Problem to work on
Please copy every one of the records below word for word, keeping each line as it is.

== Extracted records

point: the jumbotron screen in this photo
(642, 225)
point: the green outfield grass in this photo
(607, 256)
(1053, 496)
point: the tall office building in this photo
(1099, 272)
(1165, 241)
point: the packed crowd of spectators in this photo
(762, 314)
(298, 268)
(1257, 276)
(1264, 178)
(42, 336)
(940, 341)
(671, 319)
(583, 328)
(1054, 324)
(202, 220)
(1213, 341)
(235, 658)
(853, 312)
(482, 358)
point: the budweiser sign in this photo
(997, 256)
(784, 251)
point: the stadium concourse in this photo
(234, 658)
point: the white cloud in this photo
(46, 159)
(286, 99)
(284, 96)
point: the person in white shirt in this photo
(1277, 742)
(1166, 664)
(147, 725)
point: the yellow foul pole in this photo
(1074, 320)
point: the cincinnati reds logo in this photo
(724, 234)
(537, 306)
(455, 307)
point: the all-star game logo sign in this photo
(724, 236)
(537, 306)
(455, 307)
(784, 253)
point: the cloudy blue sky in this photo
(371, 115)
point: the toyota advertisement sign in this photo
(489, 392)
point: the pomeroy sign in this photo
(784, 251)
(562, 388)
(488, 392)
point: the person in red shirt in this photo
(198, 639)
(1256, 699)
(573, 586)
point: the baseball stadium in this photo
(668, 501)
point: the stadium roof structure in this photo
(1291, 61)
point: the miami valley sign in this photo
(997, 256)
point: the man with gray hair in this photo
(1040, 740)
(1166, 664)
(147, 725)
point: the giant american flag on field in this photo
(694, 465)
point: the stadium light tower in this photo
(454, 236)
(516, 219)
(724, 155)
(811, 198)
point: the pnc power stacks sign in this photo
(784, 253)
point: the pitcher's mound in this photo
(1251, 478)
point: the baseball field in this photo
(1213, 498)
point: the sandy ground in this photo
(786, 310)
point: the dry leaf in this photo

====

Solved exercise
point: the jumbotron screen in this photo
(642, 225)
point: the green outfield grass in this photo
(607, 256)
(1053, 496)
point: the tall office building in this photo
(1099, 272)
(1165, 241)
point: the packed crowd of spectators in this photo
(762, 314)
(298, 268)
(1257, 276)
(1264, 178)
(42, 336)
(940, 341)
(671, 319)
(583, 328)
(1054, 324)
(202, 220)
(1213, 341)
(235, 658)
(853, 312)
(482, 358)
point: the budweiser sign in this photo
(997, 256)
(784, 251)
point: the stadium concourse in this photo
(234, 658)
point: the white cloud in this photo
(46, 159)
(286, 99)
(284, 96)
point: the person in white shirt in this photo
(1277, 742)
(1166, 664)
(147, 725)
point: the yellow foul pole in this photo
(1074, 320)
point: the cincinnati reds logo in this photo
(724, 234)
(537, 306)
(455, 307)
point: the all-star game logo sign in this photo
(724, 236)
(537, 306)
(455, 307)
(784, 253)
point: the cloudy blue sky in this photo
(371, 115)
point: the toyota advertisement sign in this photo
(489, 392)
point: the pomeroy sign in this photo
(784, 251)
(562, 388)
(488, 392)
point: the person in red shirt in this photo
(198, 639)
(1256, 699)
(573, 586)
point: the baseball stadium in this photo
(668, 501)
point: the stadium roof structure in this photo
(1291, 61)
point: the miami valley sign in this photo
(997, 256)
point: the man with gray hair in this photo
(1040, 740)
(1166, 664)
(147, 725)
point: the giant american flag on field in this photo
(694, 465)
point: the stadium light tower in this photo
(454, 236)
(516, 219)
(724, 155)
(811, 198)
point: the pnc power stacks sign in this photo
(784, 253)
point: the pitcher's mound in this photo
(1251, 478)
point: the baseball field in this photo
(1213, 498)
point: the sandy ground in this photo
(786, 310)
point: the dry leaf in this photo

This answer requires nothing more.